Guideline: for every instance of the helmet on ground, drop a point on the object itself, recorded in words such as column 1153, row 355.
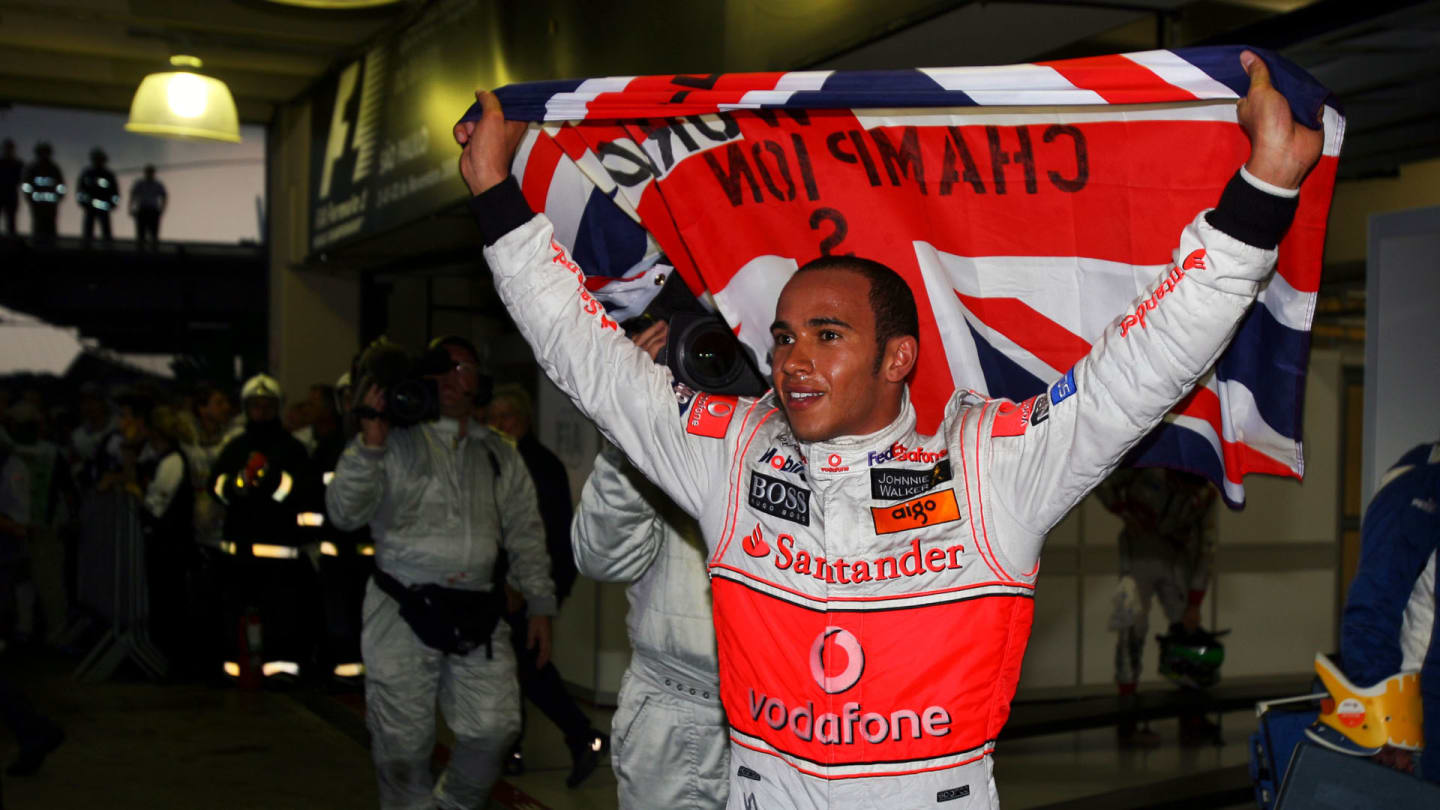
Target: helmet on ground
column 1191, row 659
column 1362, row 719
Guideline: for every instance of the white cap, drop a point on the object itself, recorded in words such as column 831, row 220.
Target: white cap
column 261, row 385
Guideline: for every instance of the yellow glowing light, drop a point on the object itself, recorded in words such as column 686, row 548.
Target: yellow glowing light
column 277, row 668
column 186, row 95
column 185, row 104
column 282, row 490
column 274, row 552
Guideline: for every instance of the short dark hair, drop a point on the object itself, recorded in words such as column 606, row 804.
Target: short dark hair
column 890, row 299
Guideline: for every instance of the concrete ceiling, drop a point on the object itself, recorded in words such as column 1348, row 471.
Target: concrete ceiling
column 92, row 54
column 1380, row 56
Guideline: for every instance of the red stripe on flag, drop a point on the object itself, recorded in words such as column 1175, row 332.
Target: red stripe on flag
column 1118, row 79
column 545, row 156
column 572, row 141
column 1240, row 459
column 1027, row 327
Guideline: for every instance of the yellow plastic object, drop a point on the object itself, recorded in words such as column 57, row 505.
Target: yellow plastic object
column 1384, row 714
column 186, row 105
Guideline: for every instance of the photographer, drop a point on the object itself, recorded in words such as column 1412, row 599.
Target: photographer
column 441, row 497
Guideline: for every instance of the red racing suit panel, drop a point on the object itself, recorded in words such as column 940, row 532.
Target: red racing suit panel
column 873, row 594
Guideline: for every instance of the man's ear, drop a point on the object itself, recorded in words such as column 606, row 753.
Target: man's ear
column 900, row 356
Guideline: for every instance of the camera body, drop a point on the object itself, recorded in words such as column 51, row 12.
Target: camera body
column 411, row 397
column 700, row 349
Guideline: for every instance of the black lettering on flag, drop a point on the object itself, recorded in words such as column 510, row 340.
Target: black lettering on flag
column 699, row 82
column 1026, row 157
column 660, row 134
column 739, row 169
column 642, row 166
column 807, row 170
column 903, row 159
column 955, row 149
column 1082, row 157
column 998, row 159
column 727, row 130
column 835, row 143
column 772, row 117
column 782, row 167
column 841, row 228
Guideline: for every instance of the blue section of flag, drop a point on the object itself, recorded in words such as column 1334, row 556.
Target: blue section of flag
column 880, row 88
column 1002, row 376
column 1269, row 359
column 1181, row 448
column 608, row 242
column 1306, row 95
column 526, row 101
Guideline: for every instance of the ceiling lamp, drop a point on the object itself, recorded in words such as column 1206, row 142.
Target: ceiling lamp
column 183, row 104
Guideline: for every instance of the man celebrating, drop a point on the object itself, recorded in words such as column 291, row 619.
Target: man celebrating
column 873, row 585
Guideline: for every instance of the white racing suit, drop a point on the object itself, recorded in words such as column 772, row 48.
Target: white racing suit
column 439, row 513
column 668, row 742
column 873, row 594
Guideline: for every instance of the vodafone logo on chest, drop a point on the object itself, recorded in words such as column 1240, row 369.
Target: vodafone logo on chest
column 837, row 662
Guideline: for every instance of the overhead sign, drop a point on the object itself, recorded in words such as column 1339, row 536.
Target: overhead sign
column 382, row 152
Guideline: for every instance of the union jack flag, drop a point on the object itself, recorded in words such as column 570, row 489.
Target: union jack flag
column 1027, row 205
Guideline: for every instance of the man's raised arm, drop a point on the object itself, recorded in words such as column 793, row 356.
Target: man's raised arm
column 578, row 345
column 1171, row 336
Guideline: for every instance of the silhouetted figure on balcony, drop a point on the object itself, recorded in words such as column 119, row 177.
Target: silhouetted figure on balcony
column 98, row 193
column 43, row 186
column 10, row 169
column 147, row 202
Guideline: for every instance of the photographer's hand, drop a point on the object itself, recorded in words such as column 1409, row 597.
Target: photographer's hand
column 653, row 339
column 375, row 431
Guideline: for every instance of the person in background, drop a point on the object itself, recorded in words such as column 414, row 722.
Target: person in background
column 261, row 477
column 442, row 499
column 98, row 424
column 98, row 193
column 1165, row 554
column 10, row 167
column 43, row 188
column 1390, row 623
column 510, row 411
column 670, row 742
column 52, row 499
column 147, row 203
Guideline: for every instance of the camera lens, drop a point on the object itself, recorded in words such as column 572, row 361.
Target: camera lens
column 408, row 401
column 712, row 355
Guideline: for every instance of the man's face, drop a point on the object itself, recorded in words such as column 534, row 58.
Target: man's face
column 457, row 386
column 824, row 358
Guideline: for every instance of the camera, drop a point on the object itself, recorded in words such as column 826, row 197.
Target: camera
column 411, row 397
column 700, row 350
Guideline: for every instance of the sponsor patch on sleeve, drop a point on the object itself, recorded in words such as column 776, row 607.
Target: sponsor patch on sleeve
column 925, row 510
column 1013, row 418
column 1063, row 388
column 710, row 415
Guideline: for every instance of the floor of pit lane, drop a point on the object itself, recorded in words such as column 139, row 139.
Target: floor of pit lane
column 134, row 744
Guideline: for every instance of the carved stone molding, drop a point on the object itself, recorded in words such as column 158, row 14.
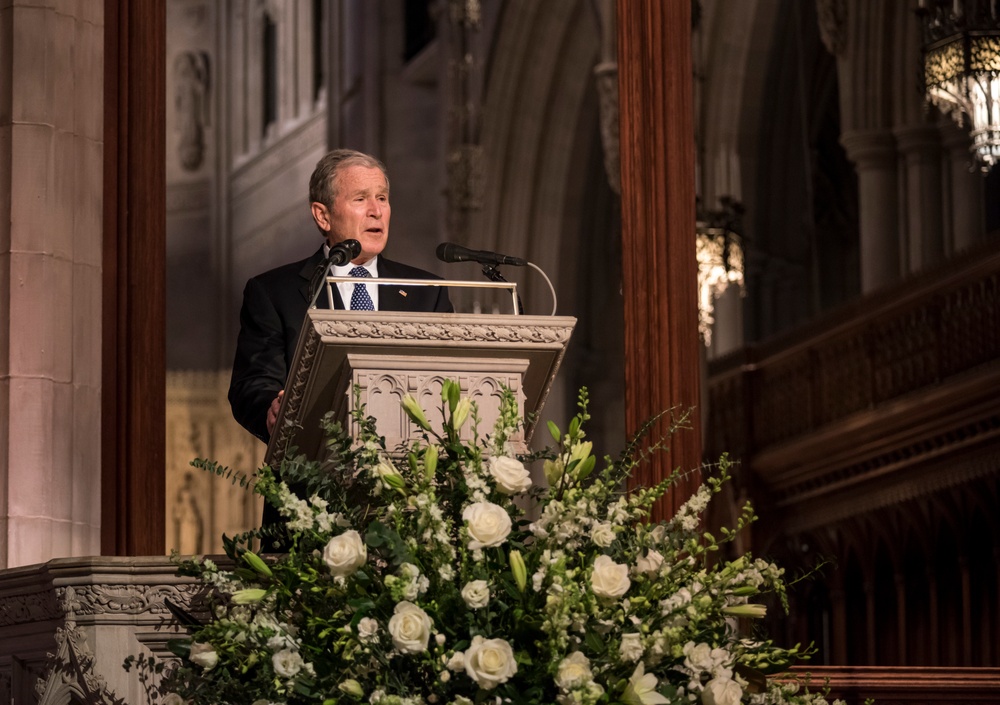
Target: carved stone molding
column 67, row 625
column 71, row 676
column 412, row 353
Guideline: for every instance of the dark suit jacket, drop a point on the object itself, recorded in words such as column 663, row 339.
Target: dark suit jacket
column 274, row 306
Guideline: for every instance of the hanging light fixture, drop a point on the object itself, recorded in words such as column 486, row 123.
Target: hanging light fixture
column 962, row 68
column 720, row 258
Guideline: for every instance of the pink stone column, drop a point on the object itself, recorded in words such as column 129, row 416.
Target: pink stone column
column 965, row 190
column 920, row 146
column 51, row 139
column 874, row 155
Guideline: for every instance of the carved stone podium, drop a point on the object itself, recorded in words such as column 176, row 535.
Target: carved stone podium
column 388, row 355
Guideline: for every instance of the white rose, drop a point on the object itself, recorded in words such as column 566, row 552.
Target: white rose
column 476, row 594
column 489, row 662
column 650, row 563
column 489, row 524
column 631, row 646
column 346, row 553
column 602, row 534
column 511, row 475
column 203, row 655
column 367, row 629
column 410, row 628
column 722, row 691
column 573, row 672
column 287, row 663
column 641, row 689
column 609, row 579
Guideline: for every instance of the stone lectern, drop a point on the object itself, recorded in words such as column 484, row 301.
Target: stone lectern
column 388, row 355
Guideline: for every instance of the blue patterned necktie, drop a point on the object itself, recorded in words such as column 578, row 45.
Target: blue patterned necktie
column 360, row 300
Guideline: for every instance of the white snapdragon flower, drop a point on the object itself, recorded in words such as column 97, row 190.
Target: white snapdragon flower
column 410, row 628
column 457, row 661
column 649, row 564
column 203, row 655
column 573, row 672
column 602, row 534
column 345, row 553
column 367, row 629
column 488, row 524
column 631, row 647
column 510, row 474
column 609, row 579
column 476, row 594
column 489, row 662
column 287, row 663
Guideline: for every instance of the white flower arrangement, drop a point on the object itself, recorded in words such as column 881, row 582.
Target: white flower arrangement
column 418, row 578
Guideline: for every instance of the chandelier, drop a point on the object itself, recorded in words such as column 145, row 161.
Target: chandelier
column 962, row 67
column 719, row 250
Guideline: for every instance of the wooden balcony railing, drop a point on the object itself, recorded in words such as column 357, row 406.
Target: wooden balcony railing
column 910, row 371
column 912, row 686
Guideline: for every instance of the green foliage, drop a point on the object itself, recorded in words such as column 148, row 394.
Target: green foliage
column 444, row 572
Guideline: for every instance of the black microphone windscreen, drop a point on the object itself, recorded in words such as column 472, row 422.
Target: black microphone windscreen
column 449, row 252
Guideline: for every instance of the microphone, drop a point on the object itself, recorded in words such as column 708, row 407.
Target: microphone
column 449, row 252
column 343, row 252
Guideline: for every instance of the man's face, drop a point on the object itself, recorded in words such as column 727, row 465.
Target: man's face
column 360, row 210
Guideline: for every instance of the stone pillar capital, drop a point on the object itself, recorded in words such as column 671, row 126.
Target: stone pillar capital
column 870, row 149
column 918, row 140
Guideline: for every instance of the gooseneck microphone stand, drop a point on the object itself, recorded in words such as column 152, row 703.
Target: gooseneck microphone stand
column 494, row 275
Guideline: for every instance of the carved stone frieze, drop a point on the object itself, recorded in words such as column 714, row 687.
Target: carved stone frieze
column 125, row 599
column 35, row 607
column 403, row 330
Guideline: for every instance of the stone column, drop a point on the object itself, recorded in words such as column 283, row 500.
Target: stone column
column 965, row 190
column 874, row 155
column 51, row 137
column 920, row 146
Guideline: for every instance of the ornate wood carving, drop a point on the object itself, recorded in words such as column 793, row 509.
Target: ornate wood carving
column 658, row 218
column 134, row 299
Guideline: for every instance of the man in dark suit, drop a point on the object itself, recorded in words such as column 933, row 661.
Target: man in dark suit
column 349, row 195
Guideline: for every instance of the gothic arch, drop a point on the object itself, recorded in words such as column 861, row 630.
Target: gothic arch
column 547, row 196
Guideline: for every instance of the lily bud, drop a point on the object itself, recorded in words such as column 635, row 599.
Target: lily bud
column 413, row 410
column 461, row 413
column 553, row 470
column 752, row 611
column 580, row 451
column 257, row 563
column 519, row 570
column 351, row 687
column 430, row 462
column 250, row 596
column 390, row 476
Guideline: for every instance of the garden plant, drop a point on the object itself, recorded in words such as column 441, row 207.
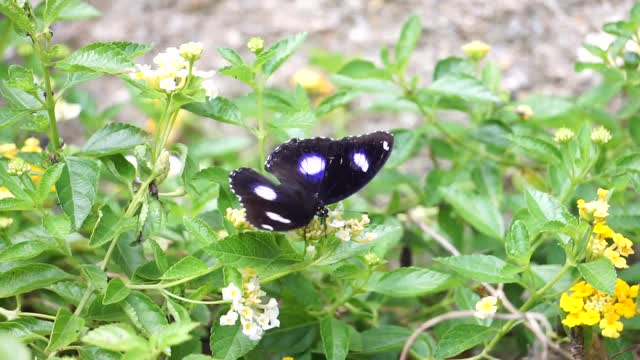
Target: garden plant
column 499, row 227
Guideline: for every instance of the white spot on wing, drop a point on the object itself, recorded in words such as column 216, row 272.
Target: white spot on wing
column 265, row 192
column 277, row 217
column 360, row 159
column 312, row 165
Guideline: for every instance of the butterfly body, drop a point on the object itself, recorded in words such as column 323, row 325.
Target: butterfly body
column 313, row 173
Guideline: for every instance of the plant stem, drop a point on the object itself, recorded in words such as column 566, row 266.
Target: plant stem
column 526, row 306
column 54, row 136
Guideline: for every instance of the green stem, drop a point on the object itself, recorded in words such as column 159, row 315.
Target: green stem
column 533, row 300
column 54, row 136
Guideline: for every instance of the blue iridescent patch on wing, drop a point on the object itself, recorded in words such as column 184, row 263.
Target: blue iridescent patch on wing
column 312, row 167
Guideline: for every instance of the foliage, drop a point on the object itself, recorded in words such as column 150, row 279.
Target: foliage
column 132, row 246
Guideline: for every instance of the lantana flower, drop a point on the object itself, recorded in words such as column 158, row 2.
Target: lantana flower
column 246, row 304
column 585, row 305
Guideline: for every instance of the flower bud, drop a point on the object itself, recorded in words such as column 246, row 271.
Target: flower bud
column 563, row 135
column 255, row 45
column 476, row 50
column 18, row 167
column 525, row 112
column 191, row 51
column 600, row 135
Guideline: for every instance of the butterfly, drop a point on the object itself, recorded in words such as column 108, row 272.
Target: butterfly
column 313, row 173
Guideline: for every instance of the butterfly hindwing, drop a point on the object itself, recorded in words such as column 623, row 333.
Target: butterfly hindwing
column 333, row 169
column 270, row 206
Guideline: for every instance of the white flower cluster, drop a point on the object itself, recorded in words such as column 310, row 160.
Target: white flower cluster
column 173, row 69
column 246, row 304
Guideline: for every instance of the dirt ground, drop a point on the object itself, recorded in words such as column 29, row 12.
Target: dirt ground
column 535, row 42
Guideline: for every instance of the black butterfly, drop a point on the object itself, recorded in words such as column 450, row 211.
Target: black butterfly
column 313, row 173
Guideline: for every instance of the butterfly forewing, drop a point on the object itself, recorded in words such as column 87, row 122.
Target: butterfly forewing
column 332, row 169
column 269, row 206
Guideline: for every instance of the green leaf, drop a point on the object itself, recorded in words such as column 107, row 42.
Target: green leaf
column 115, row 337
column 78, row 187
column 66, row 329
column 24, row 250
column 335, row 338
column 78, row 10
column 17, row 15
column 14, row 349
column 173, row 334
column 199, row 230
column 116, row 291
column 463, row 86
column 478, row 210
column 260, row 250
column 52, row 10
column 462, row 337
column 104, row 58
column 230, row 55
column 95, row 275
column 188, row 266
column 20, row 78
column 48, row 180
column 517, row 245
column 409, row 37
column 484, row 268
column 333, row 102
column 219, row 109
column 600, row 273
column 114, row 138
column 540, row 149
column 26, row 278
column 410, row 282
column 229, row 343
column 280, row 52
column 546, row 208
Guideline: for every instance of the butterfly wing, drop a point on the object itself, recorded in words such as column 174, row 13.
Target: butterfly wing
column 269, row 206
column 333, row 169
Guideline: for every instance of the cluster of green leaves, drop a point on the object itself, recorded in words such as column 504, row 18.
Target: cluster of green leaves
column 105, row 259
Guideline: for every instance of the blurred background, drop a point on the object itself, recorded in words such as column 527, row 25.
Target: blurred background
column 534, row 42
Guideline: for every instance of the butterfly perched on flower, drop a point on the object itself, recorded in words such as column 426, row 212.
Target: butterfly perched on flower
column 313, row 173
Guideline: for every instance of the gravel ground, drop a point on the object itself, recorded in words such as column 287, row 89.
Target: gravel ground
column 535, row 42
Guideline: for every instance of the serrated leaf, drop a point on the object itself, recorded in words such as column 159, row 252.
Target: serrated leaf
column 281, row 51
column 199, row 230
column 219, row 109
column 477, row 210
column 259, row 250
column 115, row 337
column 77, row 188
column 484, row 268
column 188, row 266
column 24, row 250
column 335, row 338
column 116, row 291
column 409, row 37
column 66, row 329
column 462, row 337
column 462, row 86
column 411, row 282
column 26, row 278
column 98, row 57
column 538, row 148
column 114, row 138
column 601, row 274
column 47, row 182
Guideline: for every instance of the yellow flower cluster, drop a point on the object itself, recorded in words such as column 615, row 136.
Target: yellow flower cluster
column 588, row 306
column 334, row 224
column 620, row 247
column 238, row 218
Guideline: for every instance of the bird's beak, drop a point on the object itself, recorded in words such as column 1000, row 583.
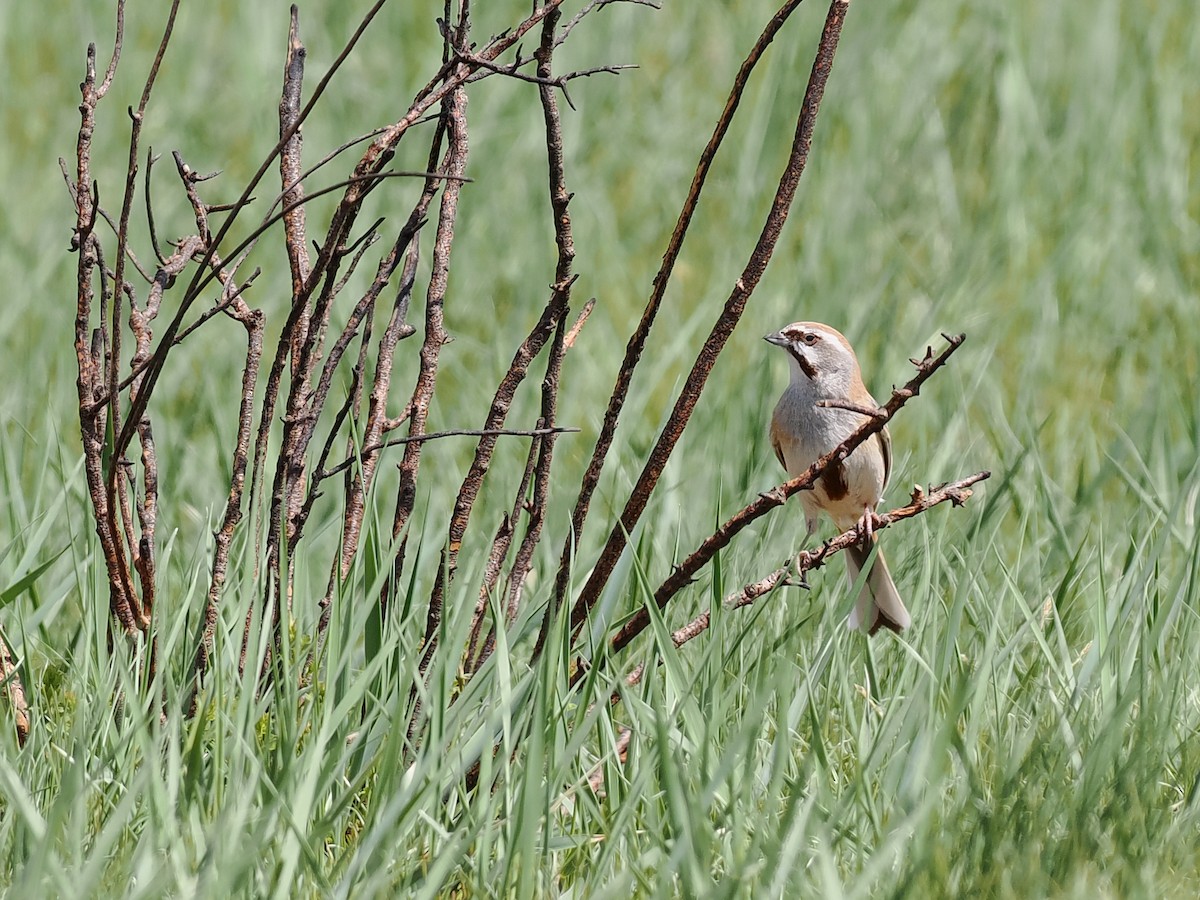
━━━━━━━━━━━━━━━━━━━━━━━━━━━━━━
### Your goal
In the listing above, find the line with "Guideline: for every instance of the man's raised" and the line with "534, row 58.". Output those two lines and every line between them, exactly as written.

### Task solution
Guideline: for every instance of the man's raised arm, drop a point on the object itself, recorded in words such as column 793, row 356.
Target: man's raised arm
column 578, row 345
column 1171, row 336
Guideline: for every instance of the silhouetted figure on balcony, drop a point on the object itself, recorded in words such as column 119, row 177.
Target: silhouetted figure on balcony
column 98, row 193
column 43, row 186
column 10, row 169
column 147, row 202
Guideline: for every instance of the photographer's hand, drop a point on the object itself, recorded in words such as column 1409, row 597.
Target: photographer's hand
column 653, row 339
column 375, row 431
Guideline: for every instance of the person in background, drop a point on the object itself, recorded in words such as column 414, row 722.
Target: person in background
column 261, row 477
column 442, row 499
column 98, row 424
column 98, row 193
column 1165, row 554
column 10, row 167
column 43, row 188
column 1390, row 623
column 510, row 411
column 670, row 742
column 52, row 499
column 147, row 203
Guideline: for every instance of the camera lens, drop a point on the object itself, recorded in words such as column 572, row 361.
Target: camera lens
column 408, row 401
column 712, row 355
Guideline: for every instance of the man's face, drop a point on the object itself, recorded in words such as column 534, row 58.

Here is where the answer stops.